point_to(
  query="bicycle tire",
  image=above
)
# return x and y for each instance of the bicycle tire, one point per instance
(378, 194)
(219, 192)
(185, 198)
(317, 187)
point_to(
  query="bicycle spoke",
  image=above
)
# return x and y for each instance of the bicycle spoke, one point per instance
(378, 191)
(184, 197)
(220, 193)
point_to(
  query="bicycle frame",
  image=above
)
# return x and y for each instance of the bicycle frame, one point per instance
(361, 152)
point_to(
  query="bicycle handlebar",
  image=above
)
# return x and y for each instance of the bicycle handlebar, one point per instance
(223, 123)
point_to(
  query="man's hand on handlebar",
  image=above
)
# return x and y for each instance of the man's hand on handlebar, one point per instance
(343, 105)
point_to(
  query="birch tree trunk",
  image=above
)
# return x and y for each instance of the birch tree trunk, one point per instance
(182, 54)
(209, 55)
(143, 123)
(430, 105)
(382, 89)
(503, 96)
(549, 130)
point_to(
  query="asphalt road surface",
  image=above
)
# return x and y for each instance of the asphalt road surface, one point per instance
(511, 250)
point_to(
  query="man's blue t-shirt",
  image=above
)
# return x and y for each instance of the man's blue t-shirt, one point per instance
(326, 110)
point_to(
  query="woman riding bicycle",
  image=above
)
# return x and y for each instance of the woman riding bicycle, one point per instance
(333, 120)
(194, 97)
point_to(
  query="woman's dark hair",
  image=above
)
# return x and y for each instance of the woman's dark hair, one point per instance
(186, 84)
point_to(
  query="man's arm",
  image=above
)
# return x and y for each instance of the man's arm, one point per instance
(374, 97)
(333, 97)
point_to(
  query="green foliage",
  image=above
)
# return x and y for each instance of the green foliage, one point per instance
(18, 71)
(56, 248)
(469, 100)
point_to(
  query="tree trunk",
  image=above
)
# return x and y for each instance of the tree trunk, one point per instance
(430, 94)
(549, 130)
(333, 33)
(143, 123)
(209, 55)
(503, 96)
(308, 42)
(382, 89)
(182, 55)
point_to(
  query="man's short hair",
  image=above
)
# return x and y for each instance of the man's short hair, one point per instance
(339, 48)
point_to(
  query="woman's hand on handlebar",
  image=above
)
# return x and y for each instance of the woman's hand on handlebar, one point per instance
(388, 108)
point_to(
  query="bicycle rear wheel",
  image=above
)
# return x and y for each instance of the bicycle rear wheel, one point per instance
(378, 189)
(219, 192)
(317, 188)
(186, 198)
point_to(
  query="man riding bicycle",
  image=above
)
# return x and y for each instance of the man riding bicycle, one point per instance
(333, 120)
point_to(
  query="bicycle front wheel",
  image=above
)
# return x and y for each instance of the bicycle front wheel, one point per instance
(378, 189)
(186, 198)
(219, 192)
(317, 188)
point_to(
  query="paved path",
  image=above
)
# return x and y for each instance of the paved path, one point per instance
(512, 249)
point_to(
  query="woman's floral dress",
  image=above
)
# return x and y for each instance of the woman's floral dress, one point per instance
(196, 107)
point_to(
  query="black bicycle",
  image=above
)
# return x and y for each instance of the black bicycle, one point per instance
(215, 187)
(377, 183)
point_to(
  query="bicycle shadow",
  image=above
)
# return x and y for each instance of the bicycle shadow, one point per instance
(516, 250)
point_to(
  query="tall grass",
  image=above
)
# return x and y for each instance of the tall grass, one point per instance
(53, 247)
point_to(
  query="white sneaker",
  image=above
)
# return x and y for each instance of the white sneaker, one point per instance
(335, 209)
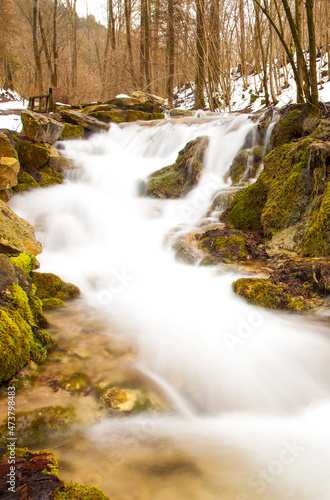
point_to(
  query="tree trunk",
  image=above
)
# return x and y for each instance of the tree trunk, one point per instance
(312, 55)
(170, 52)
(200, 46)
(36, 47)
(55, 51)
(128, 10)
(300, 95)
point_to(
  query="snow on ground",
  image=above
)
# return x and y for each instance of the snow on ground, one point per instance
(241, 99)
(11, 103)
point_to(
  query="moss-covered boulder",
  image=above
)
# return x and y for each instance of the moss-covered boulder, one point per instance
(41, 128)
(21, 338)
(16, 234)
(181, 177)
(225, 245)
(246, 208)
(40, 426)
(270, 294)
(288, 127)
(49, 286)
(7, 148)
(122, 400)
(39, 475)
(9, 168)
(71, 131)
(246, 164)
(31, 155)
(87, 122)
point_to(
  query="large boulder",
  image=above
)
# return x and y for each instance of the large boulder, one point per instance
(293, 191)
(85, 121)
(9, 168)
(178, 179)
(16, 234)
(41, 128)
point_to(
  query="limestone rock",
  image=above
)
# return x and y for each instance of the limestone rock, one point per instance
(41, 128)
(6, 147)
(16, 234)
(87, 122)
(32, 156)
(178, 179)
(9, 168)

════════

Work to be completed => Your copy of the data above should match it exactly, except that pictures are left out.

Written answer =>
point_to(
  query="bicycle tire",
  image=above
)
# return x and y for each instance of the bicycle tire, one point per instance
(378, 194)
(219, 192)
(185, 198)
(317, 187)
point_to(
  query="bicycle spoke",
  image=above
)
# return x and y for each instance of the bicycle spoke, one point per instance
(378, 191)
(184, 197)
(220, 193)
point_to(
  query="bicycle frame",
  image=above
)
# return x and y for each instance of the bicycle frame, one point per instance
(361, 152)
point_to(
  query="bicycle handlebar",
  image=above
)
# return x and y for each instance of the bicycle handlebar, one point per instance
(223, 123)
point_to(
  query="man's hand on handlebar",
  image=above
)
# return x and y for each instance of the man's hand on handlebar, one point per instance
(343, 105)
point_to(
  query="birch tree trunk",
  image=above
)
# return x and y for each instance of the birch tree trunk, one point per instance
(182, 54)
(209, 55)
(143, 123)
(430, 105)
(382, 89)
(503, 96)
(549, 130)
point_to(
  query="asphalt road surface",
  image=above
)
# return x and y for each instance of the asphalt road surface, one point per instance
(511, 250)
point_to(
  query="man's blue t-shirt",
  image=above
)
# return x and y for each instance of the man's blue t-shirt, one point per instance
(326, 110)
point_to(
  query="woman riding bicycle",
  image=above
)
# return x and y for each instance of the woman riding bicycle, one point per instance
(333, 120)
(194, 97)
point_to(
  query="woman's dark hair",
  image=above
)
# return x and y for each instance of the woman's dark hair, one point per instance
(186, 84)
point_to(
  query="man's arm",
  image=above
)
# return x and y for each instance of the man's arm, one point per instance
(374, 97)
(333, 97)
point_to(
  query="green foliage",
  image=above
)
# return x and y for each instance of the green foliage, one point per instance
(18, 71)
(56, 248)
(469, 100)
point_to(
  query="tree trunk",
  image=above
)
# return x and y for each instance of the tree trunk, one point per instance
(430, 94)
(549, 130)
(333, 33)
(143, 123)
(209, 55)
(503, 96)
(308, 42)
(382, 89)
(182, 55)
point_to(
  query="man's short hair",
  image=above
)
# return x and y for each instance of the man's short hair, one point per instance
(339, 48)
point_to(
  query="woman's hand on handlebar",
  image=above
)
# return x and y for each instance of the woman's hand on handlebar, one point per instance
(388, 108)
point_to(
  query="bicycle rear wheel",
  image=above
)
# return x and y for each instance of the bicycle rear wheel, one point per instance
(378, 189)
(219, 192)
(317, 188)
(186, 198)
point_to(
  query="man riding bicycle",
  image=above
)
# return x and y for each instance of the man riding bicycle, one point per instance
(333, 120)
point_to(
  query="bicycle front wheel",
  image=above
)
# return x and y for each instance of the bicycle front wheel, one point per instance
(378, 189)
(186, 198)
(219, 192)
(317, 188)
point_to(
  query="paved path",
  image=above
)
# return x and y for each instance of the paved path, one point per instance
(512, 249)
point_to(
  query="woman's floral dress",
  image=above
)
# return x and y for each instance of the woman's floral dress, one point per instance
(196, 107)
point_to(
  query="black bicycle",
  image=above
)
# return x and y for each instance of the black bicycle, one point per instance
(215, 187)
(377, 183)
point_to(
  query="bicycle shadow",
  image=above
)
# return x and y for each instance of the bicycle shadow, one point per instance
(516, 250)
point_to(
  query="tall grass",
  image=above
)
# return x and y for each instance of the tall grass, one point per instance
(53, 247)
point_to(
  query="white sneaker",
  image=above
)
# return x and y for each instance of the white sneaker, one point per instance
(335, 209)
point_to(
  query="tree trunk",
  image=above
)
# return x and y for each instance of the tree trunk, one point per instance
(312, 55)
(170, 52)
(200, 46)
(36, 47)
(55, 51)
(128, 10)
(300, 95)
point_to(
  query="snow on ground",
  image=above
)
# return x and y for each instance of the snow on ground, one point per instance
(241, 99)
(11, 103)
point_to(
  query="moss-covered boulder",
  image=above
)
# return x and y for each instance of the moss-covered boulder, one point per instance
(41, 128)
(21, 338)
(16, 234)
(181, 177)
(225, 245)
(246, 208)
(40, 426)
(270, 294)
(288, 127)
(49, 286)
(7, 148)
(122, 400)
(39, 475)
(9, 168)
(71, 131)
(246, 164)
(31, 155)
(87, 122)
point_to(
  query="large boulder",
  image=above
)
# return x and y for each instance of the large boulder, one point per instance
(293, 191)
(85, 121)
(9, 168)
(178, 179)
(16, 234)
(41, 128)
point_to(
  query="limestone rock",
  image=above
)
# return x and y for each instance of the limestone rock, one point per instance
(41, 128)
(6, 147)
(16, 234)
(87, 122)
(32, 156)
(178, 179)
(9, 168)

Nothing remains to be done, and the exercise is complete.